» RECORDS TO PROCESS
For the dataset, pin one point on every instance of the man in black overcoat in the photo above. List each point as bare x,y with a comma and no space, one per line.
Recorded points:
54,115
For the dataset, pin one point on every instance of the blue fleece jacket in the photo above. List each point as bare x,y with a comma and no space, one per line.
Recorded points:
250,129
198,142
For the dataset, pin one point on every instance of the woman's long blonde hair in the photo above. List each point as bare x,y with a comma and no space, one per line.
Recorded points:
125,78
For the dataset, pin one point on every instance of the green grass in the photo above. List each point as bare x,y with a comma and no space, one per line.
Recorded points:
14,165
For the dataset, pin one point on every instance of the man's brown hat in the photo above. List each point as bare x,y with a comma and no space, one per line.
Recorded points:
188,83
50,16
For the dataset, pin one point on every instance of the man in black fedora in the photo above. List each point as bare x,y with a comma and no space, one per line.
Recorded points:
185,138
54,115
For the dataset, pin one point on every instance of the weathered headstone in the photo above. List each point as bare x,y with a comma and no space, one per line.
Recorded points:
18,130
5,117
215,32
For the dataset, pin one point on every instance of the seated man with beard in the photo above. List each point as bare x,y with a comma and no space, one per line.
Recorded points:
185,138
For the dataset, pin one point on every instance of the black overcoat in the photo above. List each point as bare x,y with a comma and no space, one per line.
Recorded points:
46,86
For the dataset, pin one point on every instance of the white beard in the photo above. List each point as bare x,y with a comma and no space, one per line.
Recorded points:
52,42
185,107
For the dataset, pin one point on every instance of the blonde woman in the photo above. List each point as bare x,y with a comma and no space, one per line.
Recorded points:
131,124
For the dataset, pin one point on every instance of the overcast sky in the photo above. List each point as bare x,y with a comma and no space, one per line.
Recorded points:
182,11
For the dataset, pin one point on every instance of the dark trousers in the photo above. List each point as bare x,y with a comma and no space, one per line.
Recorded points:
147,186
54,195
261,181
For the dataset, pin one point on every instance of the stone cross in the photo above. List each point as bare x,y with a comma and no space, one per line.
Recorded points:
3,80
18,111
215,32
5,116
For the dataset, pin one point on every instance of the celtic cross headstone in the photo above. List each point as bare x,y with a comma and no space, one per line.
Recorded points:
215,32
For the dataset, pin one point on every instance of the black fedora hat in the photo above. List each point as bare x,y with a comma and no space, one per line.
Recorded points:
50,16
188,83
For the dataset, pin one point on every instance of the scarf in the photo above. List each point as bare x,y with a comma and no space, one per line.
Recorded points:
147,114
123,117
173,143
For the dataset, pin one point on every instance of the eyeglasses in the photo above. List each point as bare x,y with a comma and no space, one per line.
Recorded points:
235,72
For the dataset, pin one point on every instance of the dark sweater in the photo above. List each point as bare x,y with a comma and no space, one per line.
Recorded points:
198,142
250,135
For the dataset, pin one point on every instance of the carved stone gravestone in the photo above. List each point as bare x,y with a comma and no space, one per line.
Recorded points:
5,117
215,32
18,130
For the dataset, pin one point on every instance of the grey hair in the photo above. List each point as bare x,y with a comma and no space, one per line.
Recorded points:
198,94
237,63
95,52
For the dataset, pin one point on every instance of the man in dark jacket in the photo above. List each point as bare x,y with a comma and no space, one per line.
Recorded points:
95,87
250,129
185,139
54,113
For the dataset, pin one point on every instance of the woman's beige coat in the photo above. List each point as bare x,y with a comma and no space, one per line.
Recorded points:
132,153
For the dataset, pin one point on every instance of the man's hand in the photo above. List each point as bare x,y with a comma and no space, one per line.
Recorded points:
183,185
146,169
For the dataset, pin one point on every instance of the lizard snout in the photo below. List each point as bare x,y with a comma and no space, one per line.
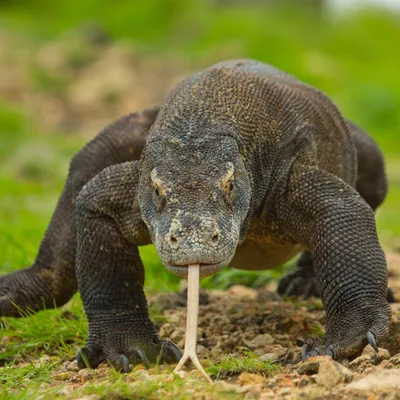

» AIM
Which lines of the data contain the string "woman"? Show each of those lines in full, and treat uppercase and lowercase as different.

» RESULT OF THIS TASK
For the dataset, pin one point on every instance of the woman's long blonde hair in the photo above. List each point as bare x,y with a comma and no space, one per line.
For the dataset, pin one point on every instance of the blonde woman in the photo above. List each point as bare x,y with a comma and no space, one per line.
For the dataset, pin one point on every instance of the woman's beige coat in the photo above. List each point as bare x,y with a comma and no space, one per line.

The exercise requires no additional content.